WHAT THE TASK REQUIRES
Below is a listing; reproduce each line of it exactly.

----

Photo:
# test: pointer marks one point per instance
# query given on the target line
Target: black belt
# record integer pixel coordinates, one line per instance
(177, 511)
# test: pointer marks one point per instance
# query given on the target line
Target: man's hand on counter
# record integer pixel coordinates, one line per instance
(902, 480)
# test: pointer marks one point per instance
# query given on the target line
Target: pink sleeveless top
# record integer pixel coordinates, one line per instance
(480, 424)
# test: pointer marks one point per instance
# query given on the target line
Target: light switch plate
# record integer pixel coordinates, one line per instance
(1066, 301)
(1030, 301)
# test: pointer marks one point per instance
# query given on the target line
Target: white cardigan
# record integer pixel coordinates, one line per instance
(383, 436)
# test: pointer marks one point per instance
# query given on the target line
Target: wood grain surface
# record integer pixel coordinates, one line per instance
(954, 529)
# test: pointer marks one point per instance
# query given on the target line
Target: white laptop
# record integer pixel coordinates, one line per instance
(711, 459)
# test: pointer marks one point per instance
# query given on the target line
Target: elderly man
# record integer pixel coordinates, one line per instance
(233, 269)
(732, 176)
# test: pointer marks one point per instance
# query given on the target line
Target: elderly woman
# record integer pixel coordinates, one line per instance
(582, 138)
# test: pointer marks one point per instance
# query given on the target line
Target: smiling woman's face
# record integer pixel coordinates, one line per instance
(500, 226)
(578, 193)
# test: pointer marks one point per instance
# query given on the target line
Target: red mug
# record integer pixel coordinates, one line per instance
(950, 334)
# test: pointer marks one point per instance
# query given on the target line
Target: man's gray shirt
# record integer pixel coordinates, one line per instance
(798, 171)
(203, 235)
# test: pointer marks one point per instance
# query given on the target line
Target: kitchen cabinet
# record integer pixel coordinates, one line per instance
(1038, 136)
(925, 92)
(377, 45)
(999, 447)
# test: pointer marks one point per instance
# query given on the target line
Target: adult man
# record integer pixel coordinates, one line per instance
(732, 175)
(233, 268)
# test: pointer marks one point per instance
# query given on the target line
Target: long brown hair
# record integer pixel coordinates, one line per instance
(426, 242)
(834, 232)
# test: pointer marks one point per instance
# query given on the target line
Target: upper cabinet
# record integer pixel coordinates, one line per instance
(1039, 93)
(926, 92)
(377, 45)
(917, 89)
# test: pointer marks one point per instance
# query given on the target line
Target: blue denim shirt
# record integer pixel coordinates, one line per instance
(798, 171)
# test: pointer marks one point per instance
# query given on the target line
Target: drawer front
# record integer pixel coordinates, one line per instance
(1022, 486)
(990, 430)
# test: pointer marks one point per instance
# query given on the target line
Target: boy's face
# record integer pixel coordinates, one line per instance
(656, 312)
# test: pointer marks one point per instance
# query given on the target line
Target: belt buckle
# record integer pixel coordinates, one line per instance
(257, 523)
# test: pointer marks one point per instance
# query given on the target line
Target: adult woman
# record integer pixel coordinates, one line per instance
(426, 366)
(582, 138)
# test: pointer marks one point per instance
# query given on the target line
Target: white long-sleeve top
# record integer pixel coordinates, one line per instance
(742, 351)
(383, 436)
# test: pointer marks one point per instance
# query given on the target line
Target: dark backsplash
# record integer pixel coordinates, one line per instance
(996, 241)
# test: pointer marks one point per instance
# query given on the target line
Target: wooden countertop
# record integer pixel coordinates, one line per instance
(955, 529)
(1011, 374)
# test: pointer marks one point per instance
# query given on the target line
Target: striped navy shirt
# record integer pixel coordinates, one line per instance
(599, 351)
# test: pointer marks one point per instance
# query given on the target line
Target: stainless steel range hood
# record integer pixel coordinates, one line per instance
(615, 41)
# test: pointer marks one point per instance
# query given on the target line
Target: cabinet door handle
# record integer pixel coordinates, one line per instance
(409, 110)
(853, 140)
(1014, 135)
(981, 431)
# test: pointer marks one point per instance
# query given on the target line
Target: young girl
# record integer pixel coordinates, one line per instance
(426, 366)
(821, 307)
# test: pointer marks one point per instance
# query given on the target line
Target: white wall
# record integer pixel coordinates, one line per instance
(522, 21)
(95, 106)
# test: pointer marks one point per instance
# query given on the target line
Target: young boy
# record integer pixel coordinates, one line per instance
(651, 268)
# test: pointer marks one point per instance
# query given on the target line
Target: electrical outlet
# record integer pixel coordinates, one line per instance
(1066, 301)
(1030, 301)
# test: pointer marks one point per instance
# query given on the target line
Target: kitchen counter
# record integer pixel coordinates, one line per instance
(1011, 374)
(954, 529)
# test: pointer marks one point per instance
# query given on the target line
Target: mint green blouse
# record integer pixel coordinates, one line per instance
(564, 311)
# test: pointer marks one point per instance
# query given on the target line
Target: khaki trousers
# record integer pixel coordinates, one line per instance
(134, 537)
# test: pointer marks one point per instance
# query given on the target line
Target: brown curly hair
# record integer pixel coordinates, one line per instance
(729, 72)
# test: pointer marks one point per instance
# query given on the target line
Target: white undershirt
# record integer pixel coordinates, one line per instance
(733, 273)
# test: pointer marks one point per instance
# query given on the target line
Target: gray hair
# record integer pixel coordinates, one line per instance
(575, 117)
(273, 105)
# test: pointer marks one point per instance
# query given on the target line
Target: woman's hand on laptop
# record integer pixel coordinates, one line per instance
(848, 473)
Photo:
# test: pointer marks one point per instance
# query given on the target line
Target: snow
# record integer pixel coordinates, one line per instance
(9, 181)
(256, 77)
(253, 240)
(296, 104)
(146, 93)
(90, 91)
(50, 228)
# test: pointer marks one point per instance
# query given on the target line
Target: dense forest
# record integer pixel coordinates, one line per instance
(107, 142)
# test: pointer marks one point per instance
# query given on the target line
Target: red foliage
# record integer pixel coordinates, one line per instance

----

RESULT OF THIS TASK
Photo:
# test: pointer marks one point per instance
# query given on the target line
Target: black belt
# record integer pixel coordinates, one line per instance
(177, 511)
# test: pointer marks one point per instance
# query given on the target line
Target: man's hand on counter
# record integer pixel coordinates, one line per instance
(902, 480)
# test: pointer marks one point per instance
# query given on the target line
Target: pink sleeveless top
# record integer pixel coordinates, one line per instance
(480, 424)
# test: pointer marks one point per instance
# query given on the target line
Target: light switch plate
# record integer pixel coordinates, one line per instance
(1066, 301)
(1030, 301)
# test: pointer marks one point per instance
# query given on the target line
Target: white cardigan
# record integer pixel coordinates, one line per instance
(383, 436)
# test: pointer marks one point per instance
# query given on the target line
Target: wood grain surface
# record integer pixel coordinates, one line per instance
(954, 529)
# test: pointer marks one point per instance
# query given on the target line
Target: white laptop
# record integer pixel coordinates, one line per instance
(711, 459)
# test: pointer marks one point per instance
# query given on the target line
Target: elderly man
# record integer pixel coordinates, one line per instance
(233, 269)
(732, 176)
# test: pointer marks one point per instance
# query given on the target line
Target: elderly woman
# record integer pixel coordinates, one line per instance
(582, 138)
# test: pointer marks one point per instance
# query given on the target line
Target: smiling woman's face
# record integer pixel coordinates, one line per instance
(500, 226)
(578, 193)
# test: pointer marks one point per instance
# query given on the target line
Target: red mug
# record integer pixel coordinates, one line per instance
(950, 334)
# test: pointer marks one point per instance
# query given on the target line
Target: man's gray shirt
# record integer pixel coordinates, one line per instance
(798, 171)
(203, 235)
# test: pointer marks one point per instance
# query given on the target line
Target: kitchen cabinet
# record integer pixel coordinates, one line per instance
(1038, 136)
(925, 92)
(377, 45)
(999, 447)
# test: pointer marks one point per instance
# query given on the target line
Target: adult man
# record integer pixel coordinates, one line per instance
(732, 175)
(233, 268)
# test: pointer marks one point per instance
# query given on the target line
Target: long brown hair
# record integer pixel coordinates, one line per instance
(426, 242)
(834, 232)
# test: pointer marks one point per instance
# query given on the target line
Target: upper cabinet
# record integer pixel coordinates, one line per instance
(1039, 93)
(926, 92)
(377, 45)
(917, 89)
# test: pointer marks one point per instance
# query given on the target line
Target: blue denim shirt
# record integer pixel coordinates, one line per instance
(798, 171)
# test: pointer marks one point per instance
# query given on the target line
Target: drawer front
# record integer pixel coordinates, one line per instance
(1022, 486)
(990, 430)
# test: pointer marks one point per instance
# query given on the target line
Target: boy's face
# record integer pixel coordinates, one line per instance
(656, 312)
# test: pointer marks one point per instance
# query given on the target line
Target: belt buckle
# record integer pixel coordinates, one line per instance
(257, 523)
# test: pointer marks one point per instance
# query given on the target line
Target: adult woman
# record integer pixel coordinates, one line per instance
(426, 366)
(582, 138)
# test: pointer marks one point per instance
# query given on the target line
Target: white long-sleeve top
# record integer pixel coordinates, one line per instance
(742, 351)
(383, 436)
# test: pointer marks one point per instance
# query given on the target line
Target: dark backsplash
# record integer pixel coordinates, one line per instance
(996, 241)
# test: pointer marks one point per instance
# query given on the target line
Target: wooden countertop
# record integer pixel coordinates, one line per instance
(955, 529)
(1011, 374)
# test: pointer marks one point per instance
# query given on the target line
Target: striped navy shirt
# record integer pixel coordinates, one line per instance
(599, 351)
# test: pointer marks one point per instance
# query given on the target line
Target: stainless steel range hood
# record integer pixel coordinates, one line per instance
(615, 41)
# test: pointer marks one point per instance
# query given on the target line
Target: cabinet door handle
# record integer pixel coordinates, one line per instance
(409, 110)
(853, 140)
(1014, 135)
(981, 431)
# test: pointer marks one point per instance
# query given on the target line
Target: young girl
# record integer pixel coordinates, one line per instance
(426, 366)
(821, 307)
# test: pointer marks one point per instance
# query given on the target line
Target: white wall
# record integer pixel coordinates, one line per instance
(522, 21)
(95, 106)
# test: pointer marks one point per instance
# query given on the target line
Target: young boy
# record integer pixel coordinates, one line per instance
(651, 268)
# test: pointer marks one point per instance
# query given on the target line
Target: electrical outlet
# record integer pixel coordinates, one line per instance
(1066, 301)
(1030, 301)
# test: pointer marks one point per instance
# query given on the target line
Target: kitchen counter
# record integer pixel coordinates, one line per instance
(1011, 374)
(954, 529)
# test: pointer marks one point per instance
# query given on the target line
Target: mint green blouse
# record integer pixel coordinates, one line per instance
(564, 311)
# test: pointer marks one point per instance
# query given on the target line
Target: khaki trousers
# record integer pixel coordinates, one line per instance
(134, 537)
# test: pointer marks one point per instance
# query given on the target line
Target: brown curly hair
# record integer pixel coordinates, one line per instance
(729, 72)
# test: pointer marks one point per instance
# query given on the target line
Target: white undershirt
# record integer pixel coordinates, one line per instance
(733, 273)
# test: pointer marks one point per instance
# query given on the target line
Target: gray hair
# record integer pixel coordinates, one line per instance
(575, 117)
(273, 105)
# test: pointer marks one point per instance
# query given on the target line
Target: woman's hand on laptop
# record integer pixel coordinates, one line per instance
(848, 473)
Photo:
# test: pointer marks one point per instance
# query given on the target line
Target: snow
# record integer pixel coordinates, one line per instance
(9, 181)
(256, 77)
(253, 240)
(296, 104)
(146, 93)
(90, 91)
(50, 228)
# test: pointer marks one point per instance
# query given on the target line
Target: dense forest
# record integer pixel coordinates, one line per instance
(107, 142)
# test: pointer marks one point per instance
# query given on the target line
Target: red foliage
# record integer pixel coordinates, one line per instance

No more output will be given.